__Fragmento de la página__:
● ● ●

"(...) En las últimas décadas muchos territorios se han constituido en
nuevos estados, pero hay muchísimos más donde una parte de la población
querría independizarse sin posibilidad de lograrlo. Los nuevos estados
nacen de intereses geoestratégicos, normalmente tras terribles guerras o
desmantelamientos de imperios empobrecidos.
En muy pocos casos los
nuevos estados nacen por mutuo acuerdo de las partes (Chequia y
Eslovaquia). Los intentos fallidos de Quebec y Escocia, de haberse
producido, se encontrarían dentro de este último y ciertamente escaso
grupo.
En mi opinión únicamente personal, en comparación con estos procesos,
en Catalunya concurren algunas condiciones que trabajan en contra de
dar una mínima probabilidad a la independencia.
En primer lugar, no
parece que el resto de la población española quiera que Catalunya se
separe, lo que hace inviable un cambio constitucional que permita su
planteamiento. El último barómetro del CIS sitúa a los partidarios de
consentir la independencia en tan sólo el 9,7% de la población española.

● ● ●

__Registros__:
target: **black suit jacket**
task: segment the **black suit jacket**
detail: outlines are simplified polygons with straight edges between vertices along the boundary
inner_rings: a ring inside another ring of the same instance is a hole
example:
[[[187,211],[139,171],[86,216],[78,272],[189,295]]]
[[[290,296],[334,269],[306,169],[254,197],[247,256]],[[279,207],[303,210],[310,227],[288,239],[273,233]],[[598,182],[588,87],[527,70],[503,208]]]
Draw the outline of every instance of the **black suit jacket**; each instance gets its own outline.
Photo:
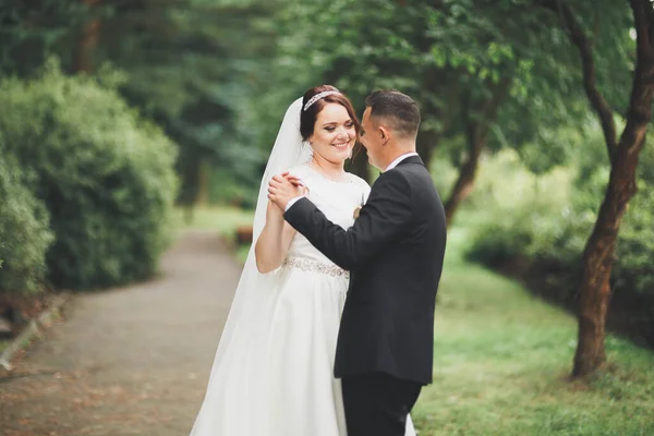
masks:
[[[382,173],[348,230],[329,221],[307,198],[291,206],[284,218],[335,264],[350,270],[336,377],[384,372],[431,383],[446,225],[422,159],[405,158]]]

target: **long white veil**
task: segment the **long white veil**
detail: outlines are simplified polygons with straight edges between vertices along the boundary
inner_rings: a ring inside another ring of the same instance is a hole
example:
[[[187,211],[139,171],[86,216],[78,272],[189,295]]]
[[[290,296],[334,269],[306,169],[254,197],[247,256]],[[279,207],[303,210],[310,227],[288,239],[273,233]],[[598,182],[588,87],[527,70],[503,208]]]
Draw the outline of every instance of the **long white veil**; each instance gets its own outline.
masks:
[[[252,411],[253,420],[240,422],[240,434],[265,434],[268,408],[259,404],[267,398],[264,376],[272,319],[274,296],[267,292],[275,286],[277,271],[259,274],[256,269],[254,243],[266,222],[268,181],[276,174],[306,160],[308,147],[300,135],[302,98],[289,106],[270,152],[262,178],[253,223],[253,244],[216,351],[204,403],[191,432],[192,436],[233,434],[229,416],[242,408]],[[257,428],[262,431],[258,432]],[[227,433],[226,433],[227,432]]]

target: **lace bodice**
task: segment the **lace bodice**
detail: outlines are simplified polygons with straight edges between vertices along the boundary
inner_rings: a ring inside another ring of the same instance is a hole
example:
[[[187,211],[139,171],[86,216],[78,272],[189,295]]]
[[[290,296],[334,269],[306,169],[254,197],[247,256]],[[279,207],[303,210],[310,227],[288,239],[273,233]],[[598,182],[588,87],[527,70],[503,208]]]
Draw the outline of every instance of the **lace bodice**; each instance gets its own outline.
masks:
[[[354,223],[354,209],[366,202],[371,187],[358,175],[348,173],[349,181],[335,182],[307,165],[293,167],[290,172],[298,175],[308,187],[307,198],[334,223],[343,229]],[[295,233],[289,247],[288,257],[307,258],[334,265],[316,250],[301,233]]]

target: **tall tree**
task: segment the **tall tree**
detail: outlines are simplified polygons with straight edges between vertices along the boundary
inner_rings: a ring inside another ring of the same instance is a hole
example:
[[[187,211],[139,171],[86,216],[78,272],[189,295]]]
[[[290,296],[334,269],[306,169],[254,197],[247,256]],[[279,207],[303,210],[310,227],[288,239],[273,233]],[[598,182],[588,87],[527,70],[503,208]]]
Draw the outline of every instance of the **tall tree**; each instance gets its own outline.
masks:
[[[578,48],[583,70],[583,87],[600,119],[610,177],[604,201],[583,252],[583,276],[580,286],[579,339],[573,376],[593,374],[606,361],[605,325],[610,300],[610,274],[614,266],[620,223],[629,201],[637,192],[635,173],[639,155],[645,143],[654,98],[654,9],[650,0],[630,0],[635,33],[635,69],[633,71],[626,125],[618,140],[614,110],[600,90],[593,41],[588,36],[576,10],[565,1],[542,0],[541,4],[560,17],[570,41]],[[602,9],[608,13],[610,9]],[[620,19],[619,11],[611,21]],[[621,24],[621,23],[620,23]],[[629,26],[621,26],[627,39]],[[629,69],[625,64],[623,69]]]

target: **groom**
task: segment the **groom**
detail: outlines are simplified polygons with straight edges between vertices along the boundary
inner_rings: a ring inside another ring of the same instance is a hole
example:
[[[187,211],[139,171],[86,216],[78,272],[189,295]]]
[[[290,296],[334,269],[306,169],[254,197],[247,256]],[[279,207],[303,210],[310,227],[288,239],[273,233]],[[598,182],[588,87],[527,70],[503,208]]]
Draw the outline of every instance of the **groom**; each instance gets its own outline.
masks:
[[[377,90],[365,104],[361,143],[382,174],[353,227],[334,225],[281,175],[268,192],[295,230],[350,270],[335,365],[348,435],[403,436],[407,414],[432,383],[445,214],[415,153],[415,101]]]

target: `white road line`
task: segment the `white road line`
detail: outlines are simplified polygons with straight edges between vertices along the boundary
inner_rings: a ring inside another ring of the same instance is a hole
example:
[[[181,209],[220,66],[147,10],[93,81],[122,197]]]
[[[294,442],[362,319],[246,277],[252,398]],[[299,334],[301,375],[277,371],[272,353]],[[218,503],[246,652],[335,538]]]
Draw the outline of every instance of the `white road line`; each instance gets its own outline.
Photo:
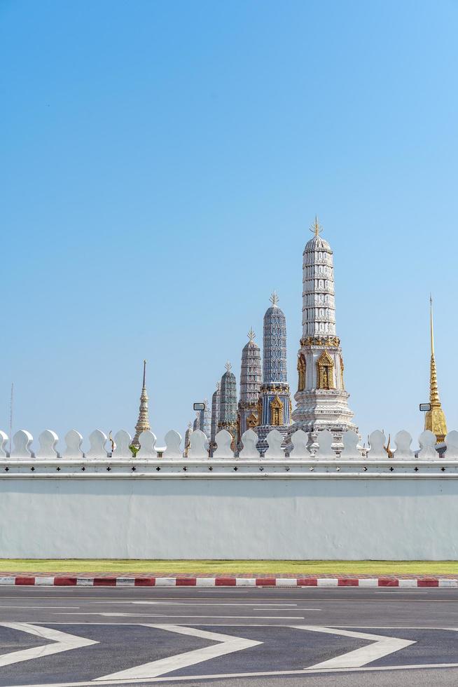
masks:
[[[29,634],[42,637],[43,639],[51,639],[54,644],[45,644],[41,646],[34,646],[29,649],[22,649],[20,651],[12,651],[0,655],[0,667],[11,665],[12,663],[19,663],[21,661],[29,661],[41,656],[48,656],[61,651],[69,649],[76,649],[81,646],[88,646],[90,644],[98,644],[98,641],[87,639],[85,637],[78,637],[67,632],[61,632],[59,630],[51,630],[49,627],[29,625],[28,623],[0,623],[0,626],[18,630]]]
[[[112,601],[112,603],[116,604],[117,601]],[[269,606],[270,608],[273,608],[274,606],[278,606],[279,608],[284,608],[287,606],[294,606],[298,605],[297,604],[263,604],[262,601],[254,601],[253,604],[250,604],[248,601],[244,601],[243,604],[237,604],[236,602],[233,602],[233,601],[229,601],[229,602],[220,601],[220,603],[218,603],[218,601],[210,601],[209,603],[207,604],[205,603],[204,601],[202,601],[202,600],[197,601],[193,601],[193,602],[188,601],[186,604],[183,603],[182,601],[123,601],[123,603],[135,604],[139,606],[141,605],[144,605],[144,606],[150,606],[150,605],[151,606],[253,606],[255,605],[255,606]]]
[[[235,637],[230,634],[219,634],[216,632],[208,632],[202,630],[195,630],[193,627],[180,627],[176,625],[148,625],[147,627],[158,627],[169,632],[178,632],[181,634],[187,634],[191,637],[197,637],[204,639],[211,639],[214,641],[219,642],[211,646],[206,646],[202,649],[195,649],[193,651],[186,651],[184,653],[176,654],[174,656],[169,656],[167,658],[160,658],[158,660],[151,661],[150,663],[144,663],[143,665],[137,665],[134,668],[129,668],[127,670],[121,670],[111,675],[105,675],[103,677],[97,678],[95,682],[102,682],[104,680],[139,680],[148,679],[148,678],[157,677],[163,675],[165,673],[169,673],[172,670],[178,670],[180,668],[186,668],[190,665],[195,665],[196,663],[201,663],[218,656],[223,656],[233,651],[241,651],[242,649],[249,648],[251,646],[256,646],[262,644],[261,641],[255,641],[254,639],[246,639],[243,637]]]
[[[382,634],[368,634],[366,632],[354,632],[348,630],[335,630],[333,627],[317,627],[314,625],[296,625],[297,630],[307,630],[312,632],[325,632],[327,634],[339,634],[345,637],[355,637],[358,639],[368,639],[374,644],[369,644],[368,646],[362,646],[361,648],[355,649],[354,651],[349,651],[347,653],[335,656],[330,658],[329,660],[323,661],[321,663],[317,663],[311,665],[307,670],[317,669],[318,668],[360,668],[361,666],[370,663],[372,661],[387,656],[388,654],[394,653],[400,649],[403,649],[410,644],[415,644],[416,641],[412,639],[400,639],[398,637],[386,637]]]
[[[137,682],[188,682],[201,680],[215,680],[223,678],[233,677],[270,677],[275,675],[301,675],[303,676],[309,674],[326,674],[326,673],[348,673],[348,672],[379,672],[386,670],[418,670],[426,668],[458,668],[458,663],[424,663],[422,665],[415,664],[412,665],[380,665],[375,668],[361,667],[361,668],[328,668],[319,669],[317,670],[272,670],[263,671],[253,673],[220,673],[214,675],[184,675],[179,677],[169,676],[153,677],[153,678],[139,678],[138,679],[125,680],[127,684],[134,684]],[[99,681],[95,681],[96,682]],[[94,687],[94,681],[86,682],[53,682],[41,683],[27,685],[15,685],[14,687]],[[103,685],[119,685],[119,680],[104,680],[100,681]]]
[[[29,608],[39,608],[41,611],[43,608],[81,608],[81,606],[4,606],[3,604],[0,606],[0,610],[3,611],[4,608],[19,608],[22,610],[22,608],[25,610],[29,610]]]
[[[257,618],[263,620],[303,620],[303,615],[197,615],[179,614],[172,615],[171,613],[109,613],[108,611],[102,613],[53,613],[53,615],[103,615],[106,618]]]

● ● ●

__Requisitos de la tarea__:
Prolonga el texto sobre la independencia de Catalunya a partir de su última oración. Los registros no guardan relación alguna con el texto.

__Respuesta__:
Asimismo, el 8 de abril del 2014 se sometió a consideración del
Congreso una ley para que la Generalitat pudiese convocar un referéndum
sobre el futuro de Catalunya.
Sólo 47 diputados de toda España (13,4%)
aprobó la proposición, aparte de que la mayoría de los diputados
catalanes, 26 de los 48, rechazaron la propuesta. ¿Qué Gobierno
democrático podría permitir la escisión de su territorio con el apoyo de
sólo el 9,7% de su población?
En segundo lugar, la población catalana está muy dividida. El
independentismo ha pasado rápidamente de un soporte del 25% a otro de
alrededor del 40%, donde se ha estabilizado. Incluso contando con un
apoyo, del 51% no se iría muy lejos. Y menos cuando ese apoyo podría ser
coyuntural, y como otros ismos en Europa, haberse alimentado de la
crisis de los últimos seis años.
Los movimientos democráticos que
quieren modificar las estructuras de un país suelen pivotar sobre una
legitimidad abrumadora (3/4 de la población) y durante un largo periodo
de tiempo. Declarar algo tan excepcional con mayoría de escaños en el
Parlament, aunque sin mayoría de votos gracias a la ley D’Hondt, sería
poco razonable y democrático.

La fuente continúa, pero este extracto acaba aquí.